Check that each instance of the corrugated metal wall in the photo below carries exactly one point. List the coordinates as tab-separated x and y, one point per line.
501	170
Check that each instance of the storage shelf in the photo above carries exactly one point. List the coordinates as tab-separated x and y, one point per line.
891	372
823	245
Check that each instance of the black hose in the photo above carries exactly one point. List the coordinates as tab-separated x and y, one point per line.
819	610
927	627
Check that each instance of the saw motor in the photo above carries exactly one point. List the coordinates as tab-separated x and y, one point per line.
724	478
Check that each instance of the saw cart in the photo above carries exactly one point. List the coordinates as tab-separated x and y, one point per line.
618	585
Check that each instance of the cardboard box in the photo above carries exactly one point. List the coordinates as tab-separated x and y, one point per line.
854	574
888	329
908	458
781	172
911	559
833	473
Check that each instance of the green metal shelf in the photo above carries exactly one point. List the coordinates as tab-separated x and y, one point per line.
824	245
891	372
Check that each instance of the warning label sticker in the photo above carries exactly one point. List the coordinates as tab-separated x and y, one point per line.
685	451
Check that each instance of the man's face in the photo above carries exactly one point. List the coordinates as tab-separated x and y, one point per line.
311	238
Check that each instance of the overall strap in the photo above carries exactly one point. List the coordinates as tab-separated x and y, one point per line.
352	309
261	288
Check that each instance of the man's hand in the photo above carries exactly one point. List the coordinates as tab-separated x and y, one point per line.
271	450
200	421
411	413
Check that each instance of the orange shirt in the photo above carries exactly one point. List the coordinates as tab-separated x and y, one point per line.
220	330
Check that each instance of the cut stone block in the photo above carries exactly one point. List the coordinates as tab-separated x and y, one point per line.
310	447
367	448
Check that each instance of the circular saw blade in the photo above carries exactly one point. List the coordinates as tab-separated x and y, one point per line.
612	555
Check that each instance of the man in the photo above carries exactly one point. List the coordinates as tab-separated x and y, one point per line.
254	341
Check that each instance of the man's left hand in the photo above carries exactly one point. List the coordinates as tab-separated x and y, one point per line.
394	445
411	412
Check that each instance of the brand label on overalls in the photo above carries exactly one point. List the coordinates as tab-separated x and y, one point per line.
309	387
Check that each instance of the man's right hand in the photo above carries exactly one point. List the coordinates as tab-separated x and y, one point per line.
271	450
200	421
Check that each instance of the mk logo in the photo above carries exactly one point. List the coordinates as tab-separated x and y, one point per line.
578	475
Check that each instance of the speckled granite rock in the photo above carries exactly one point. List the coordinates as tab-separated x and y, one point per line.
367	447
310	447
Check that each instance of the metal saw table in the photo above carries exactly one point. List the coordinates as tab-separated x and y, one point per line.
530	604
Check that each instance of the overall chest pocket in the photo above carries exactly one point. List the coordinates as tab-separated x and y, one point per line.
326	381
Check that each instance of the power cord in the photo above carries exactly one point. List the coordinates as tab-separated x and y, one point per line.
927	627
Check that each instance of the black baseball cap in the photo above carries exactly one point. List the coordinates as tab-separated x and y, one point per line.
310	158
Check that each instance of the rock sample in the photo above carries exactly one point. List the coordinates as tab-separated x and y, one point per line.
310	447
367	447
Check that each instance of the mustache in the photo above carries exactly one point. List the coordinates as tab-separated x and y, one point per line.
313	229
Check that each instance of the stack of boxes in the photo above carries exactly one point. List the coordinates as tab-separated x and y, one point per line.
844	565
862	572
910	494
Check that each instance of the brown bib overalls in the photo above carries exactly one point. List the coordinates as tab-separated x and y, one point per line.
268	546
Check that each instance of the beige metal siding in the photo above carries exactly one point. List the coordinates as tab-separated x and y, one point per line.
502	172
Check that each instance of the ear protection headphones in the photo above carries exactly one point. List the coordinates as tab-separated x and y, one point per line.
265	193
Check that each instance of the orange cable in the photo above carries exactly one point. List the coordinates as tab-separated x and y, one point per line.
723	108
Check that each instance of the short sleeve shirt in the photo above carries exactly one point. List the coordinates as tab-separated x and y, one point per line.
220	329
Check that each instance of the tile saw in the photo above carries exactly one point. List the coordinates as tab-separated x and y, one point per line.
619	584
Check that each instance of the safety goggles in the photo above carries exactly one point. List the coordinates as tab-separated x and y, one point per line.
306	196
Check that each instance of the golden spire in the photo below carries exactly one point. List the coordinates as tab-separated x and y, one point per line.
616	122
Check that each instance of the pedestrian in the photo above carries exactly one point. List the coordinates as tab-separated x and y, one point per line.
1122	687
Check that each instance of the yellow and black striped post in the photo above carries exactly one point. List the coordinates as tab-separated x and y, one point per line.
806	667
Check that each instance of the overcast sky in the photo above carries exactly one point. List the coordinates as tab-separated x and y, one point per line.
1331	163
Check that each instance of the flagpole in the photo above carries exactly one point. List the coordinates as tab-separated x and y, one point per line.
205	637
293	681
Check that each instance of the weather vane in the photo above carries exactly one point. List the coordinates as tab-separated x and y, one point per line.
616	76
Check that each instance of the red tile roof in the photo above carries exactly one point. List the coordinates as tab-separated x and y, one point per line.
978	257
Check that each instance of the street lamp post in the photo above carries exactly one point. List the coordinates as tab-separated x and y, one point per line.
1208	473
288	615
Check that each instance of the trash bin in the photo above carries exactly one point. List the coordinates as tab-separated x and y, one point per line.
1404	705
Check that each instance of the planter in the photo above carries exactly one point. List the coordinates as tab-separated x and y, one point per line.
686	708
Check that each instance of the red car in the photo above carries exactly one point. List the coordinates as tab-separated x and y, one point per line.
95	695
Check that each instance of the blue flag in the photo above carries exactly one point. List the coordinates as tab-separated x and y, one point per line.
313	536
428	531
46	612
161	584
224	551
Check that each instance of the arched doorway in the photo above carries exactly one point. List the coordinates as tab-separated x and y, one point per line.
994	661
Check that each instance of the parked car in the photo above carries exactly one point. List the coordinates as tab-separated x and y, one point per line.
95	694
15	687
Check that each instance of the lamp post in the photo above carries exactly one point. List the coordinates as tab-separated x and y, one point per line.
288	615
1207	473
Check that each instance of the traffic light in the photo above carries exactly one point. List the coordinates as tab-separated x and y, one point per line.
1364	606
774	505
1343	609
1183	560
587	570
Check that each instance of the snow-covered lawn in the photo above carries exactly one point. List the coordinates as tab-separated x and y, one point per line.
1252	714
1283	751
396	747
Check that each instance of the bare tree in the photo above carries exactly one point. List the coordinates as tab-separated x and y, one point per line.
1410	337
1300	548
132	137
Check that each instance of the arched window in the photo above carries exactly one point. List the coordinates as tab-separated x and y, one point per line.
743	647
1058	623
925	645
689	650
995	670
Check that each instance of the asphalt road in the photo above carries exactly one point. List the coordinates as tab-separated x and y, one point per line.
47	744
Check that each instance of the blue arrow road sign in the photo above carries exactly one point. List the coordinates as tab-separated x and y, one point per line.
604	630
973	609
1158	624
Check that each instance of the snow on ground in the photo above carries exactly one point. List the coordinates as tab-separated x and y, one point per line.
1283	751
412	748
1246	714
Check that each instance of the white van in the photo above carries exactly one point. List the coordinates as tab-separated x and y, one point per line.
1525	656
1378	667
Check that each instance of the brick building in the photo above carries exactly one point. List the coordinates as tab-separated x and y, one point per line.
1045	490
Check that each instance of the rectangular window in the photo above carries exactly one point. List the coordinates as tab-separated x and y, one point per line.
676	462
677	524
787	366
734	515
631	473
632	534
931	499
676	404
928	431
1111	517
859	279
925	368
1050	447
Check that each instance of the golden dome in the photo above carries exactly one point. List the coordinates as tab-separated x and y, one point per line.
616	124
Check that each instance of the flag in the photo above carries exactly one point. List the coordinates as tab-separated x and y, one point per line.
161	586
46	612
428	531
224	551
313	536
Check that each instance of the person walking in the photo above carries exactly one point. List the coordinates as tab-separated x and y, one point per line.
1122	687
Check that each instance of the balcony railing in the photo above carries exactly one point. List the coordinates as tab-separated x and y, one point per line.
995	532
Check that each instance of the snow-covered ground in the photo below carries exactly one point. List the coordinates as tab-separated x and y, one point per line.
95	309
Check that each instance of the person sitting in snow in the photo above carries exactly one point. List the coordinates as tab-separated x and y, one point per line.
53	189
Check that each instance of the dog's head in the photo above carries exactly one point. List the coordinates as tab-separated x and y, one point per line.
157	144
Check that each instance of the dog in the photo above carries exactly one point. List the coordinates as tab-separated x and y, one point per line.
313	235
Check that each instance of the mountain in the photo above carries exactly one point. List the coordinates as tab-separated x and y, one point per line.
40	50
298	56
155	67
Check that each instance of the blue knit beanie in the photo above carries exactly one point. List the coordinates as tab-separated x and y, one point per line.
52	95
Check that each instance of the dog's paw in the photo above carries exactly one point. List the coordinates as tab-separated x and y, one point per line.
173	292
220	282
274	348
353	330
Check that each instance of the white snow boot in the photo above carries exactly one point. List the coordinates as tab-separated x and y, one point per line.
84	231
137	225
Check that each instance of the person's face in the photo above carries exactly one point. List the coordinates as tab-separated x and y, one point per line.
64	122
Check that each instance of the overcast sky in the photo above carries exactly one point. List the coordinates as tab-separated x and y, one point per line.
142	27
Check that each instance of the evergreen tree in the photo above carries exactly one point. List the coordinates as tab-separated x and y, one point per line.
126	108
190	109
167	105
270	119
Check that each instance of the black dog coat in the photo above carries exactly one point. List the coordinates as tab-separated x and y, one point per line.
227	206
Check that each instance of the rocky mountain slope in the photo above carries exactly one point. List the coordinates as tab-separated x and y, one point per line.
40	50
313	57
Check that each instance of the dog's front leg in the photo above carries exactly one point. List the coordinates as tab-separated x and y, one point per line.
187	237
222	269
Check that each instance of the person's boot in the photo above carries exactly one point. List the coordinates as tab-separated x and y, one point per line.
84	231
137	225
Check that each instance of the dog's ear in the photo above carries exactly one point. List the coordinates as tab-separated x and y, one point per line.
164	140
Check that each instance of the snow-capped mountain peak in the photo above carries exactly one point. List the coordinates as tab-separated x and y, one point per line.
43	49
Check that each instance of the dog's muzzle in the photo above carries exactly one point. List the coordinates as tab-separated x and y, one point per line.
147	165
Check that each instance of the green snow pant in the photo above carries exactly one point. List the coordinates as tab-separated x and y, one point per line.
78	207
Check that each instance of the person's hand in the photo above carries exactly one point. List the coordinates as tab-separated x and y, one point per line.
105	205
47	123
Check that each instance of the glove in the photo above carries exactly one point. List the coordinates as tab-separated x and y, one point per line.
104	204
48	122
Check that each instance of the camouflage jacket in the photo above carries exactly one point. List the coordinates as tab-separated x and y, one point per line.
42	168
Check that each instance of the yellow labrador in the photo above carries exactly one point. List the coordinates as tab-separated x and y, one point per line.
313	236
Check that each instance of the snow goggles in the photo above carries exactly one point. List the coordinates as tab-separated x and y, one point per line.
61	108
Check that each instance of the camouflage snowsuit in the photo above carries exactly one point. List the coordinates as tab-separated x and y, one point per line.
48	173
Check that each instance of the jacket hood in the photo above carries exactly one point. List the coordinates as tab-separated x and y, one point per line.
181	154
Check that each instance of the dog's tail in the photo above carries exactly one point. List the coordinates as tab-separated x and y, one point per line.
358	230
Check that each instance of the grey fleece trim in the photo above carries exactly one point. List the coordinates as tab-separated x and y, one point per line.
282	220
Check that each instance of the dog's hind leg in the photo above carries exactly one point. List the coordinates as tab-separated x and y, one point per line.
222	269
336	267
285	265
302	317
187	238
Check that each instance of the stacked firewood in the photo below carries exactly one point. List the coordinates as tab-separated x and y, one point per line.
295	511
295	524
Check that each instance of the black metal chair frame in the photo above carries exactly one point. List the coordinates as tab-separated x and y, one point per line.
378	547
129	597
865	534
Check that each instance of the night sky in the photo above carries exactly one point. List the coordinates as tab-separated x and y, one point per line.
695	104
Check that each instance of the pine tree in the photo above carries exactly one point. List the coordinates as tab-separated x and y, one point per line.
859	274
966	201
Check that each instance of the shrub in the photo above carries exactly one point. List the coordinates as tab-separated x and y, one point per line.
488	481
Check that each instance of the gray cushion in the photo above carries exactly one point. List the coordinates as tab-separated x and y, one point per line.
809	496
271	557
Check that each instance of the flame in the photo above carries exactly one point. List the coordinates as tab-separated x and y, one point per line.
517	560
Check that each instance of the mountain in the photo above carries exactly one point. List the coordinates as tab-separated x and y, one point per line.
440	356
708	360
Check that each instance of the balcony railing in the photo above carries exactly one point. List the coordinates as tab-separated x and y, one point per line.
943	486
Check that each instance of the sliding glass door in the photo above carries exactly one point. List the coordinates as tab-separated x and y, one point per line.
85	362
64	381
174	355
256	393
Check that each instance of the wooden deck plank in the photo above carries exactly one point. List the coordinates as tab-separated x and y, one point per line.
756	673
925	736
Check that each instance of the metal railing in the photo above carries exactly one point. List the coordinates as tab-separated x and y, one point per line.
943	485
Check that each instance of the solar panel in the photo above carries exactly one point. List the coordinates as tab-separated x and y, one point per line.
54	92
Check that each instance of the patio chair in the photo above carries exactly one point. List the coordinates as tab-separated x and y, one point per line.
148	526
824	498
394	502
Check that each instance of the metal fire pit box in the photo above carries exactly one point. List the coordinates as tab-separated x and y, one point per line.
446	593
==================================================
Copy the material above without any changes. Begin at the line that contains "Check that each instance of the shrub" and continue through the last line of the material.

Check that each instance of the shrub in the photo above carries exactly one point. List the coordinates as tab-separated x and y, one point per line.
488	481
Check that each instance of the gray cushion in the photo above carries exactly one point. List the coordinates as tab-separated x and y, one point per line.
809	496
271	557
Check that each instance of the flame in the photo above carries exactly one point. List the coordinates as tab-separated x and y, one point per line.
517	560
Check that each instance of the mountain in the photo above carries exactly one point. List the coordinates as tab-separated x and y, one point per line.
440	356
708	360
Check that each instance of the balcony railing in the photo above carries exactly one point. List the coordinates as tab-separated x and y, one point per line.
943	486
Check that each instance of the sliding glass door in the photo above carries exactly one point. List the coordinates as tab-separated x and y, one point per line.
85	362
64	381
174	355
256	393
Check that each instance of the wooden deck plank in the photo above carries exactly one point. List the coordinates as tab-separated x and y, one point per line.
756	673
925	736
Check that each instance of the metal railing in the photo above carries exactly one point. List the coordinates as tab-separated x and y, one point per line.
943	485
Check that each instance of the solar panel in the photo above carries exactly one point. List the coordinates as tab-separated x and y, one point per line.
54	92
Check that each instance of the patio chair in the photo above carries exactly one point. List the coordinates as tab-separated x and y, one point per line.
148	526
824	498
394	502
Check that each instance of the metal fire pit box in the photo above carries exactly one point. List the coordinates as tab-separated x and y, one point per line.
446	593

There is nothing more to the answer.